HR needs to throw out the rule book and get ‘human’
The field of Human Resources has got itself in a muddle over the last ten or so years. We’ve tried so hard to be seen as ‘business partners’ that we’ve almost forgotten our core role to support, develop and motivate the ‘humans’ in that business. In an effort to show our worth, we’ve designed new functions within HR with names such as ‘employee engagement’ and ‘employee experience’, all aiming to achieve innovative plans, and all pretty much drawing on the same psychological theories and practices we knew of at least 20 to 30 years ago. It’s become a re-marketing game, and whilst we’re busy focusing on who has managed to get the highest survey result this year, across the board it would appear that, globally, people have never been unhappier at work.
-----
== GIVEN EXERCISE ==
Please reproduce the passage on Human Resources word for word, from "HR needs to" up to and including "unhappier at work.".

Location labeling records:
-----
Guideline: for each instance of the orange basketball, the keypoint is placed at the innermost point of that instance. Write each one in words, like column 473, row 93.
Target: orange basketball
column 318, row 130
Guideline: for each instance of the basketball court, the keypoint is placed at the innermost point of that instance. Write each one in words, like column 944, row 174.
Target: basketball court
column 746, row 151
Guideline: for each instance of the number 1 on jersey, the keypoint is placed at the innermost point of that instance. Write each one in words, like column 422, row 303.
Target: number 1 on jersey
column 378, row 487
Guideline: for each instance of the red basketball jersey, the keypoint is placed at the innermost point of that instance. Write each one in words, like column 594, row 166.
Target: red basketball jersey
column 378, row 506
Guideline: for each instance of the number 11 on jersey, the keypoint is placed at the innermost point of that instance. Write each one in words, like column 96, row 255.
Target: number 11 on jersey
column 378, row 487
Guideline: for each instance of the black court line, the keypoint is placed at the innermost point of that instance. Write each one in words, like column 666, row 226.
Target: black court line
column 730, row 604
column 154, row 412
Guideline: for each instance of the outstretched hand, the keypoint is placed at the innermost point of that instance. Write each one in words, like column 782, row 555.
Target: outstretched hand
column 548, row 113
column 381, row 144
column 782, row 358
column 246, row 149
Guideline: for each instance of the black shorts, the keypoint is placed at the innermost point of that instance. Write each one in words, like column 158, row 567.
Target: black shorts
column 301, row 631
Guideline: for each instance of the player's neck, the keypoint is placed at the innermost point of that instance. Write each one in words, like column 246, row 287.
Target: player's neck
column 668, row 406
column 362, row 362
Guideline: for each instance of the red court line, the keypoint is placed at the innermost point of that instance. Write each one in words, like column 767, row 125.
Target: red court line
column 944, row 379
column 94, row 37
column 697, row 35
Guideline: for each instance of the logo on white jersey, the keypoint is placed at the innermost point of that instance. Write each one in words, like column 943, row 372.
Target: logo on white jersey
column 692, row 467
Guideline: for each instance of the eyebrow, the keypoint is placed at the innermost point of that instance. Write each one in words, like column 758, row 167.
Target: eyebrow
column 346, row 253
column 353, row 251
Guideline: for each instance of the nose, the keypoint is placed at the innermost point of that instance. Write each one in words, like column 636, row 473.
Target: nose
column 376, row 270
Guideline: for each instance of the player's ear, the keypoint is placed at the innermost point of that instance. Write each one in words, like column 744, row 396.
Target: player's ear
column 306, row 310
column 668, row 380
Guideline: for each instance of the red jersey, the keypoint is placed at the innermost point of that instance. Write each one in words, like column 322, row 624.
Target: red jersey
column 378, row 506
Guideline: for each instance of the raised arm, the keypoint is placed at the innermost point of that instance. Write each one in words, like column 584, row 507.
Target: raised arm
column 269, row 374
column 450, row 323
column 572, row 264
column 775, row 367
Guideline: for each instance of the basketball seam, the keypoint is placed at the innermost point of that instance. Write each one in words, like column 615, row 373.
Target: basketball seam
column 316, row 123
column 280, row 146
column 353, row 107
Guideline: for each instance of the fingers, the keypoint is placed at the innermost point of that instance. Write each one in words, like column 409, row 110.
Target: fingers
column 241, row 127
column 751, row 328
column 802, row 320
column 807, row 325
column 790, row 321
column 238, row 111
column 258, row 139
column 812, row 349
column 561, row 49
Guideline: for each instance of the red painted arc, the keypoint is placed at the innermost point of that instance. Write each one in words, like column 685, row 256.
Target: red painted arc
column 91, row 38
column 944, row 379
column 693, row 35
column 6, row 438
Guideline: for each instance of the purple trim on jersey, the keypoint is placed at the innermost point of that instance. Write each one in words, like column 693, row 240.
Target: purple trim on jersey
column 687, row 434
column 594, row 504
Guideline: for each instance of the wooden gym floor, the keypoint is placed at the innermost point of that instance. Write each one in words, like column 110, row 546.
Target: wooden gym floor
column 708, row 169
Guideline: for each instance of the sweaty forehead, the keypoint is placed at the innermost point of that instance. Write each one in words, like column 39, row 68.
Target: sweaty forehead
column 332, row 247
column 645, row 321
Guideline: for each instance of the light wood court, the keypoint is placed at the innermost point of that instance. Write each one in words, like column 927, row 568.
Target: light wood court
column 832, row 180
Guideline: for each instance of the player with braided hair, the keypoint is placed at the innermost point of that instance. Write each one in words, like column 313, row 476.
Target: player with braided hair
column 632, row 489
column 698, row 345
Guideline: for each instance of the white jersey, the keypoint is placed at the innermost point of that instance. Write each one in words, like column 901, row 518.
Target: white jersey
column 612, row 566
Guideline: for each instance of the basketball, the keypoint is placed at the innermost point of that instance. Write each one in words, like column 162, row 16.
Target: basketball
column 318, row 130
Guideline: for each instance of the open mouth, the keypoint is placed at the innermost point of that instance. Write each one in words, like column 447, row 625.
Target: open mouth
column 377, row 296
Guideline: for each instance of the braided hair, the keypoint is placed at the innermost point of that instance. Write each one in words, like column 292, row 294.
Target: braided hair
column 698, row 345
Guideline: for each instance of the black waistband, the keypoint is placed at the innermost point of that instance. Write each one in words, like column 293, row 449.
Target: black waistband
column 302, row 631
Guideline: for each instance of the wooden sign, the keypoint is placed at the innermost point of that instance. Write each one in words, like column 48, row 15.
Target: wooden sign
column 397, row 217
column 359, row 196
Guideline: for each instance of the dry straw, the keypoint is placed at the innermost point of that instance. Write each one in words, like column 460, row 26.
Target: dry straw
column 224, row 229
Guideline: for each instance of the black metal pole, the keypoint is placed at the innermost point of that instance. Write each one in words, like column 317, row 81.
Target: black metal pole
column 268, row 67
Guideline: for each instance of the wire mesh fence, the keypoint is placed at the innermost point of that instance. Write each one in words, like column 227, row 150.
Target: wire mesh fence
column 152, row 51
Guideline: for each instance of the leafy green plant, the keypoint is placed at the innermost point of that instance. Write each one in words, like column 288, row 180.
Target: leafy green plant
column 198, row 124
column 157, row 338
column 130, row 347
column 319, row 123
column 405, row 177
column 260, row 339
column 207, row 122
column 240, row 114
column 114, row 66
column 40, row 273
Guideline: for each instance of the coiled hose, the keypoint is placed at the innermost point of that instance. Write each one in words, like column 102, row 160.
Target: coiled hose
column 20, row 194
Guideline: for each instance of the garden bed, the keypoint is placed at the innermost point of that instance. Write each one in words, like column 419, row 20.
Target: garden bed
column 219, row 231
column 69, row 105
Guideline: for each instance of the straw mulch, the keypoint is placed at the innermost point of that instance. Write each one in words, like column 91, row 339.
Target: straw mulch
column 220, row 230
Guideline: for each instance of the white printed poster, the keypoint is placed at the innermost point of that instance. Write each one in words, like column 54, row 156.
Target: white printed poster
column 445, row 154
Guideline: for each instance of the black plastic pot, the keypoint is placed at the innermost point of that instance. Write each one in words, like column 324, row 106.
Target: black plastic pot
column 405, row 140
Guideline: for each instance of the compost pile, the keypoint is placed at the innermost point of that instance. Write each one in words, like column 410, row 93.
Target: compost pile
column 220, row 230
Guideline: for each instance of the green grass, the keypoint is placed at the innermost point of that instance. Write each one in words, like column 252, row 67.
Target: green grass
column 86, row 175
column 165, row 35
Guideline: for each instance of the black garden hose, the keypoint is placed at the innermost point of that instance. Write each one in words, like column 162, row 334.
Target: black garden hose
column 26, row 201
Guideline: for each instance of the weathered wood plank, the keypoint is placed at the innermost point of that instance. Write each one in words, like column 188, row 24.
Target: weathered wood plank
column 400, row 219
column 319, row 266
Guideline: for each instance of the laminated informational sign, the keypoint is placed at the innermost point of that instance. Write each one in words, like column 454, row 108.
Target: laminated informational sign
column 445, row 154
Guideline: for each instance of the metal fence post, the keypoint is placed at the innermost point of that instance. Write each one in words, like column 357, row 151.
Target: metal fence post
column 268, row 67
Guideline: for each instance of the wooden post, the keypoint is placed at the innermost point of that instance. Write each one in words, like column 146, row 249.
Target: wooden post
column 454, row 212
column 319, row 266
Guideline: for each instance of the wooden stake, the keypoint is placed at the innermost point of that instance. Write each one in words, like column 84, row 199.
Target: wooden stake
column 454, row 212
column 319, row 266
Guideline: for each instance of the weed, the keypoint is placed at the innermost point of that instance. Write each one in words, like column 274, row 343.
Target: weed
-----
== RESULT OF THE TASK ==
HR needs to throw out the rule book and get ‘human’
The field of Human Resources has got itself in a muddle over the last ten or so years. We’ve tried so hard to be seen as ‘business partners’ that we’ve almost forgotten our core role to support, develop and motivate the ‘humans’ in that business. In an effort to show our worth, we’ve designed new functions within HR with names such as ‘employee engagement’ and ‘employee experience’, all aiming to achieve innovative plans, and all pretty much drawing on the same psychological theories and practices we knew of at least 20 to 30 years ago. It’s become a re-marketing game, and whilst we’re busy focusing on who has managed to get the highest survey result this year, across the board it would appear that, globally, people have never been unhappier at work.